> Problem statement: Each line of the data should be duplicated precisely.

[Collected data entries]
+++
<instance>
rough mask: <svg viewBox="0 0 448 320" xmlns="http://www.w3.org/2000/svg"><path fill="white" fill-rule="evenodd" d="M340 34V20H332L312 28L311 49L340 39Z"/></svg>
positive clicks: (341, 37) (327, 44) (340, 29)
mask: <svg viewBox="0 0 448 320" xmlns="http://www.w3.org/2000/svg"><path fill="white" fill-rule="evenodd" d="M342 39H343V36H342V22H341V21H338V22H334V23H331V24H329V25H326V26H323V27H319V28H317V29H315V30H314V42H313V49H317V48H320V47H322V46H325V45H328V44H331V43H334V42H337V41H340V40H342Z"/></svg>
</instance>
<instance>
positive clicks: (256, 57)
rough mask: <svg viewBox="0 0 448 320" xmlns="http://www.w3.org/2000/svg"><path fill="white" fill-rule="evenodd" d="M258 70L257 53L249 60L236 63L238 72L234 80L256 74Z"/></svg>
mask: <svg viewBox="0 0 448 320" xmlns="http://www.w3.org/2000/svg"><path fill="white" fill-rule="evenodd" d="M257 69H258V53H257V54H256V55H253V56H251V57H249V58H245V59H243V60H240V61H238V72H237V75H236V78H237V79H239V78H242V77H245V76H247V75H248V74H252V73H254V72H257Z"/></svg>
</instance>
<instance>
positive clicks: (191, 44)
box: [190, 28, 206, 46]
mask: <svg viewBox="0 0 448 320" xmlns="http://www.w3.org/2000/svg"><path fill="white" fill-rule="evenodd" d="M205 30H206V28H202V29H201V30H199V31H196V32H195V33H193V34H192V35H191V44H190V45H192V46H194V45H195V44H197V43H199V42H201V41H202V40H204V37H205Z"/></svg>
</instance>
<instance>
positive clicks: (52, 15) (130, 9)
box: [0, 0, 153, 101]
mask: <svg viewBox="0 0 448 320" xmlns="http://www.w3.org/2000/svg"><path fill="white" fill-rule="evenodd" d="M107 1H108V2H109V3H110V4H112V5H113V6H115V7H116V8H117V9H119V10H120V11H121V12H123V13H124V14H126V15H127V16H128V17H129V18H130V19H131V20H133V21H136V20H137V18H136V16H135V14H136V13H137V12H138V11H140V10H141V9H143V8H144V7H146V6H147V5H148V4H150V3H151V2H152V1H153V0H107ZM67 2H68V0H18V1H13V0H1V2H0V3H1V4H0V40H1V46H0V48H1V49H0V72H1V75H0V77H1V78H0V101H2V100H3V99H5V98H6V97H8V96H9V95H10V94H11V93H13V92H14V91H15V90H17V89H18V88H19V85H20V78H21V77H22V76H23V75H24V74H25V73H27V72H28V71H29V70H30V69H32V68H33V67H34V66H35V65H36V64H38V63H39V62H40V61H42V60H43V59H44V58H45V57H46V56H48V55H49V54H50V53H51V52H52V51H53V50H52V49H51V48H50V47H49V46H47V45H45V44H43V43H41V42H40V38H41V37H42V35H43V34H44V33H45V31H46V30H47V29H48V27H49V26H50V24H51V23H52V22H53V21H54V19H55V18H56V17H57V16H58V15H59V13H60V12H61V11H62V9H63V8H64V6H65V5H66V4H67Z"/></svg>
+++
> Task response:
<instance>
rough mask: <svg viewBox="0 0 448 320" xmlns="http://www.w3.org/2000/svg"><path fill="white" fill-rule="evenodd" d="M340 34V20H332L312 28L311 49L340 39Z"/></svg>
positive clicks: (341, 37) (327, 44) (340, 29)
mask: <svg viewBox="0 0 448 320" xmlns="http://www.w3.org/2000/svg"><path fill="white" fill-rule="evenodd" d="M342 39H343V36H342V22H341V21H338V22H334V23H331V24H329V25H326V26H323V27H319V28H317V29H315V30H314V42H313V49H317V48H320V47H322V46H325V45H328V44H331V43H334V42H337V41H340V40H342Z"/></svg>
</instance>
<instance>
positive clicks: (256, 57)
rough mask: <svg viewBox="0 0 448 320" xmlns="http://www.w3.org/2000/svg"><path fill="white" fill-rule="evenodd" d="M258 70L257 53L249 60L236 63L238 72L234 80L256 74Z"/></svg>
mask: <svg viewBox="0 0 448 320" xmlns="http://www.w3.org/2000/svg"><path fill="white" fill-rule="evenodd" d="M257 69H258V53H257V54H256V55H253V56H251V57H249V58H245V59H243V60H240V61H238V72H237V75H236V78H237V79H239V78H242V77H245V76H247V75H248V74H252V73H254V72H257Z"/></svg>
</instance>
<instance>
positive clicks: (191, 44)
box: [190, 28, 206, 46]
mask: <svg viewBox="0 0 448 320" xmlns="http://www.w3.org/2000/svg"><path fill="white" fill-rule="evenodd" d="M205 30H206V28H202V29H201V30H199V31H196V32H195V33H193V34H192V35H191V44H190V45H192V46H194V45H195V44H197V43H199V42H201V41H202V40H204V37H205Z"/></svg>
</instance>
<instance>
positive clicks: (52, 15) (130, 9)
box: [0, 0, 153, 101]
mask: <svg viewBox="0 0 448 320" xmlns="http://www.w3.org/2000/svg"><path fill="white" fill-rule="evenodd" d="M107 1H108V2H109V3H110V4H112V5H113V6H115V7H116V8H117V9H119V10H120V11H121V12H123V13H124V14H126V15H127V16H128V17H129V18H130V19H131V20H133V21H136V20H137V18H136V16H135V14H136V13H137V12H138V11H140V10H141V9H143V8H144V7H146V6H147V5H148V4H150V3H151V2H152V1H153V0H107ZM67 2H68V0H18V1H13V0H1V2H0V3H1V4H0V40H1V46H0V48H1V49H0V72H1V75H0V77H1V78H0V101H2V100H3V99H5V98H6V97H8V96H9V95H10V94H11V93H13V92H14V91H15V90H17V89H18V88H19V85H20V78H21V77H22V76H23V75H24V74H25V73H27V72H28V71H29V70H30V69H32V68H33V67H34V66H35V65H36V64H38V63H39V62H40V61H42V60H43V59H44V58H45V57H46V56H48V55H49V54H50V53H51V52H52V51H53V50H52V49H51V48H50V47H49V46H47V45H45V44H43V43H41V42H40V38H41V37H42V35H43V34H44V33H45V31H46V30H47V29H48V27H49V26H50V24H51V23H52V22H53V21H54V19H55V18H56V17H57V16H58V15H59V13H60V12H61V11H62V9H63V8H64V6H65V5H66V4H67Z"/></svg>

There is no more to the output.